Heinz Dürr saw himself as a committed SME entrepreneur. To him, SME meant “personal instead of technocratic leadership. The company boss knows his staff and talks to them.” In keeping with his Swabian mentality, Heinz Dürr always advised his employees to be modest: “If you think you are somebody, you stop becoming somebody.”
From 1990 to 2013, Heinz Dürr was Chairman of the Dürr AG Supervisory Board. Since 2006, Prof. Alexandra Dürr, one of Heinz and Heide Dürr’s three daughters, has represented the family, which holds a 29.7% share, on the Supervisory Board. Heinz Dürr maintained close ties with the company as Honorary Chairman of the Supervisory Board until the end. The Berlin-based entrepreneur frequently visited locations in Germany and abroad. With passion and a wealth of memories and anecdotes, Heinz Dürr was committed to celebrating the 125th anniversary of “his” company in 2022.
According to Heinz Dürr, his wife Heide was always his most important advisor. Together with her, he founded the Heinz and Heide Dürr Stiftung in 1998, based on Section 14 of the German Basic Law: “Property entails obligation. Its use shall also serve the public good.” The foundation focuses mainly on science and research, early-years education, and German-speaking theater.
In recent years, Heinz Dürr has focused intensively on the topics of energy efficiency, digitalization, and artificial intelligence. Being an avid reader, Heinz Dürr admired the Austrian author Thomas Bernhard, and had written three books himself: “In der ersten Reihe — Aufzeichnungen eines Unerschrockenen” (In the front row — notes from a dauntless man); “Über das Alter — Ein Gespräch mit Cato über Jugendwahn, Weisheit und Vergänglichkeit” (Talking about age — a conversation with Cato on the obsession with youth, on wisdom, and on transience); “Alter Mann, was nun? Zwischenrufe aus der letzten Reihe” (What now, old man? Interjections from the back row). In his books, he reflected — sometimes tongue-in-cheek — on his career and on getting older. Heinz Dürr worked in his office on Berlin’s Gendarmenmarkt well into old age, and had close ties both in Germany’s capital and in his Swabian home province.

#### Exercise:
Reproduce the excerpt about Heinz Dürr above word for word, from its first sentence to its last.

#### Data block:
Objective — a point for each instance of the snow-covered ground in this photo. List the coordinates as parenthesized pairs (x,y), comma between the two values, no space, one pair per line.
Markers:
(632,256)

#### Exercise answer:
Heinz Dürr saw himself as a committed SME entrepreneur. To him, SME meant “personal instead of technocratic leadership. The company boss knows his staff and talks to them.” In keeping with his Swabian mentality, Heinz Dürr always advised his employees to be modest: “If you think you are somebody, you stop becoming somebody.”
From 1990 to 2013, Heinz Dürr was Chairman of the Dürr AG Supervisory Board. Since 2006, Prof. Alexandra Dürr, one of Heinz and Heide Dürr’s three daughters, has represented the family, which holds a 29.7% share, on the Supervisory Board. Heinz Dürr maintained close ties with the company as Honorary Chairman of the Supervisory Board until the end. The Berlin-based entrepreneur frequently visited locations in Germany and abroad. With passion and a wealth of memories and anecdotes, Heinz Dürr was committed to celebrating the 125th anniversary of “his” company in 2022.
According to Heinz Dürr, his wife Heide was always his most important advisor. Together with her, he founded the Heinz and Heide Dürr Stiftung in 1998, based on Section 14 of the German Basic Law: “Property entails obligation. Its use shall also serve the public good.” The foundation focuses mainly on science and research, early-years education, and German-speaking theater.
In recent years, Heinz Dürr has focused intensively on the topics of energy efficiency, digitalization, and artificial intelligence. Being an avid reader, Heinz Dürr admired the Austrian author Thomas Bernhard, and had written three books himself: “In der ersten Reihe — Aufzeichnungen eines Unerschrockenen” (In the front row — notes from a dauntless man); “Über das Alter — Ein Gespräch mit Cato über Jugendwahn, Weisheit und Vergänglichkeit” (Talking about age — a conversation with Cato on the obsession with youth, on wisdom, and on transience); “Alter Mann, was nun? Zwischenrufe aus der letzten Reihe” (What now, old man? Interjections from the back row). In his books, he reflected — sometimes tongue-in-cheek — on his career and on getting older. Heinz Dürr worked in his office on Berlin’s Gendarmenmarkt well into old age, and had close ties both in Germany’s capital and in his Swabian home province.